* Work task
Establish how many lines of the material below contain the string "green". Return that number by itself.

* Supplied material

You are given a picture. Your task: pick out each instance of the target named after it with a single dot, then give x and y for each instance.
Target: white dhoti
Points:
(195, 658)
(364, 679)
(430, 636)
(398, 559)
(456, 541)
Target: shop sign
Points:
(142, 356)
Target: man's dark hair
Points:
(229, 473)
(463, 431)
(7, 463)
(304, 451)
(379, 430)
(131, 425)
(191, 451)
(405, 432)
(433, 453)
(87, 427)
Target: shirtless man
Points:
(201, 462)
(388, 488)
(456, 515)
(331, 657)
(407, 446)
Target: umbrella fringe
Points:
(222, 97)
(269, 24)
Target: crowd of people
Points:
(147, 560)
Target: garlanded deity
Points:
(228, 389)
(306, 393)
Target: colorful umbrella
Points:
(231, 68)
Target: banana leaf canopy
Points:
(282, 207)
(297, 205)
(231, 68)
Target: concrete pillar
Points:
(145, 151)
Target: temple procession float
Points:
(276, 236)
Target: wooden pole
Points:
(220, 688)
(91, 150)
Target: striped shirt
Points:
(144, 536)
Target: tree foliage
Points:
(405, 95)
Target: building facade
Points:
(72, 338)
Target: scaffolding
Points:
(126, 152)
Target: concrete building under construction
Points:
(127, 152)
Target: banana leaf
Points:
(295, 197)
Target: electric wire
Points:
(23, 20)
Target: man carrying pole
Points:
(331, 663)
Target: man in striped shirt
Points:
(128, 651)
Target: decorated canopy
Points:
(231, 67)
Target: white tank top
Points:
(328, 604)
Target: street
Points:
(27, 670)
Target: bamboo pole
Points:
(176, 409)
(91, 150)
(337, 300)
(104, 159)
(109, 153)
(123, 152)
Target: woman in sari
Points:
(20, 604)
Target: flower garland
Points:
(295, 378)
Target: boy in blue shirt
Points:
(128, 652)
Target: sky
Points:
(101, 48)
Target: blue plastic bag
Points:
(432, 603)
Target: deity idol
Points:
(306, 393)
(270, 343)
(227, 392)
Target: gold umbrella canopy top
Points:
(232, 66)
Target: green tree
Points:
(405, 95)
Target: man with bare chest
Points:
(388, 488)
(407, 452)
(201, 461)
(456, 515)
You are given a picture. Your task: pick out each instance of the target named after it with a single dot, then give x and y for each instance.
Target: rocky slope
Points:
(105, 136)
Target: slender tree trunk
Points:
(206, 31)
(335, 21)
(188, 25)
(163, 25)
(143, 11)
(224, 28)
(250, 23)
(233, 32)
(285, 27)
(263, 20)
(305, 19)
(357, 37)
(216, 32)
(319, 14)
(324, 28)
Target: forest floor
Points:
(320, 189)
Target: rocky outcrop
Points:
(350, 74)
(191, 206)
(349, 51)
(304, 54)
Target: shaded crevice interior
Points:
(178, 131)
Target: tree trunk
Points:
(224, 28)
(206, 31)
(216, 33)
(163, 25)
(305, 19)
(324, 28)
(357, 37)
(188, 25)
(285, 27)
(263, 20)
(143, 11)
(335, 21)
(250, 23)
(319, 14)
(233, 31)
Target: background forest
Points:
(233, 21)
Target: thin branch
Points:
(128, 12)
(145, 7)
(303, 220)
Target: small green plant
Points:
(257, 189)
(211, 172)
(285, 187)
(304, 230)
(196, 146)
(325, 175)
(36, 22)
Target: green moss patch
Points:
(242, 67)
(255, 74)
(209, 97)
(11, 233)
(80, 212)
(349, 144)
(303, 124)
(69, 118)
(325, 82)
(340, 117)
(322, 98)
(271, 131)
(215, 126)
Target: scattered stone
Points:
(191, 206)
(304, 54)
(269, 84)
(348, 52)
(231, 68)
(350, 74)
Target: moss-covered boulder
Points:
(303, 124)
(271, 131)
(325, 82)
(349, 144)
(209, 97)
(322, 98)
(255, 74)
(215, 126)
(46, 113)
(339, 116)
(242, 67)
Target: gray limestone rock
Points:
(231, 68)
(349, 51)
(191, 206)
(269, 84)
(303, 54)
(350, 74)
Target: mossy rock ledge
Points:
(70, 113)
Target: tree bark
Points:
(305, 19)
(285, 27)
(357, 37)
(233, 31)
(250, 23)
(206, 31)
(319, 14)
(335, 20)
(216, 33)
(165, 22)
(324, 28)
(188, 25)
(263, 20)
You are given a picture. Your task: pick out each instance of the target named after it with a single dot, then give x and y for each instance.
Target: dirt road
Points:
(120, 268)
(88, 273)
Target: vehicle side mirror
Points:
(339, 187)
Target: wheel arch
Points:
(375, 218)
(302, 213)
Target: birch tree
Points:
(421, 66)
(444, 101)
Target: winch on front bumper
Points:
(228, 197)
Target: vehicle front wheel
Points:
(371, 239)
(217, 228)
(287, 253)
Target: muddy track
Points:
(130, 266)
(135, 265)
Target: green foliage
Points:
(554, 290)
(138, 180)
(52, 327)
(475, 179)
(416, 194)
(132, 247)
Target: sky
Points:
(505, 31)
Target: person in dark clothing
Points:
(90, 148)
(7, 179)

* Answer to this task
4